Excerpted records: Begin
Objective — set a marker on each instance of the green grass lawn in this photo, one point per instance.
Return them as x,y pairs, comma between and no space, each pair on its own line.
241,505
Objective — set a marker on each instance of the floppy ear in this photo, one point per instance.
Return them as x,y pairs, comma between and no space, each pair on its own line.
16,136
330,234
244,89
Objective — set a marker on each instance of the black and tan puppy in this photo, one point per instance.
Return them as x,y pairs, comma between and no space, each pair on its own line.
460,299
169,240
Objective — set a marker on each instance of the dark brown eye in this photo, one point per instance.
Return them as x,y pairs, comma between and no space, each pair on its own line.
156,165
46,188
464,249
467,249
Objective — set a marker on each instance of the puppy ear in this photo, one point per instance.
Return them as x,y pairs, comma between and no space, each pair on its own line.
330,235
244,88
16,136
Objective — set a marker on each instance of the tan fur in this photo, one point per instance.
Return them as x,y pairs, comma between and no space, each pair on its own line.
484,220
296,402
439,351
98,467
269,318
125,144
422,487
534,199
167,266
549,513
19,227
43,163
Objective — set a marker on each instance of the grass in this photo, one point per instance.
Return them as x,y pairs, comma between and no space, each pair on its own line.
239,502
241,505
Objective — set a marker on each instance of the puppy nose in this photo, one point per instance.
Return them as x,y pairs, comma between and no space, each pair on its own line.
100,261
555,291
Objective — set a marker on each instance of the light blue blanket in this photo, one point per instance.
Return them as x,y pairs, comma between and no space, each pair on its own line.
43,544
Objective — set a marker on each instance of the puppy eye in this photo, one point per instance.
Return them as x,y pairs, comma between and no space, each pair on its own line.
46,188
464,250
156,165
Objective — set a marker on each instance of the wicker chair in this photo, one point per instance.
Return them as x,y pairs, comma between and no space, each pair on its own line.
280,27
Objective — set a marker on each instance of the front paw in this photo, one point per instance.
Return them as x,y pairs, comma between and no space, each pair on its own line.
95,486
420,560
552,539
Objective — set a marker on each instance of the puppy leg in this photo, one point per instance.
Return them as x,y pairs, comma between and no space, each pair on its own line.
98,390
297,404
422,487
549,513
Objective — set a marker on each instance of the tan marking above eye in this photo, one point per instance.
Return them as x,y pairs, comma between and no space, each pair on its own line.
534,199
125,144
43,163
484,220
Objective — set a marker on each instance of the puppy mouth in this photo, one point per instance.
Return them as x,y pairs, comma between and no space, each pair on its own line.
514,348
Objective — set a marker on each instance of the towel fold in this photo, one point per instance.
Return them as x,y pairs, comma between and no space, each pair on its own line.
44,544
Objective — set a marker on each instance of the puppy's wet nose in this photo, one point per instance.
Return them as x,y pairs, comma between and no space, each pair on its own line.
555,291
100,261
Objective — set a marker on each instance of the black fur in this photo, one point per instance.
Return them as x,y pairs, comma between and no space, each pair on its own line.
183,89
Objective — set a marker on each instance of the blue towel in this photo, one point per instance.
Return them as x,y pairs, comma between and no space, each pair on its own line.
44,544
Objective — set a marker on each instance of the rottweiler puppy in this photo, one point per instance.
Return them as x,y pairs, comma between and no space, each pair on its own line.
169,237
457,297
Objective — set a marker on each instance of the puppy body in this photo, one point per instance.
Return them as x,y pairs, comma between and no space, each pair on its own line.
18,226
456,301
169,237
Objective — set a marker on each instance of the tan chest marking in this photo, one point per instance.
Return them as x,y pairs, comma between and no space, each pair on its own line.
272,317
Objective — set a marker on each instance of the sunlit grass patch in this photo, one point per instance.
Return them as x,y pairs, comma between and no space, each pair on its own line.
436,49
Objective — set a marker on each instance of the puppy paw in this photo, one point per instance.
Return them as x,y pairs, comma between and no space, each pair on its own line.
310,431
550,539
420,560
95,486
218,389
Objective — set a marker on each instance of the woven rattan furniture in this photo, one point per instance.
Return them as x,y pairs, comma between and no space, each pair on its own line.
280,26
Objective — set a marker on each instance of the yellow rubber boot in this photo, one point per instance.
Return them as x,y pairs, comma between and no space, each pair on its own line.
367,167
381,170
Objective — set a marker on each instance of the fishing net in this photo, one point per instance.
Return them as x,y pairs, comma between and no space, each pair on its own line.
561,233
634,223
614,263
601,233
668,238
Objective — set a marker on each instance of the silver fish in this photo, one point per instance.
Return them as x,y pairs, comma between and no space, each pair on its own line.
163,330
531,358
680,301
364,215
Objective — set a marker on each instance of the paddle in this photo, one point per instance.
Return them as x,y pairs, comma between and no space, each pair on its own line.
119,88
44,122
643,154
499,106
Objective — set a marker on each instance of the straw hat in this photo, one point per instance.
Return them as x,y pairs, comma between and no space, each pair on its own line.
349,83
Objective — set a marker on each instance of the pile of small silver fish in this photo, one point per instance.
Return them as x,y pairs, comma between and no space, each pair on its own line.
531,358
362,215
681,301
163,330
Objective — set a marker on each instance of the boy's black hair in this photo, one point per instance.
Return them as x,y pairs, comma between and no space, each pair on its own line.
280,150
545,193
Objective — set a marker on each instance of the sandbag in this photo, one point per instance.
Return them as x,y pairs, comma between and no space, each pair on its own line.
Excerpted records: End
- [Work request]
Find each line above that contains "marking", and copy those lines.

- [Worked solution]
Objective — set a marker on each instance of the tan marking above eye in this photo, one point per instance.
Objective — set a marker on each instance of the tan chest marking in this photo, one point per instance.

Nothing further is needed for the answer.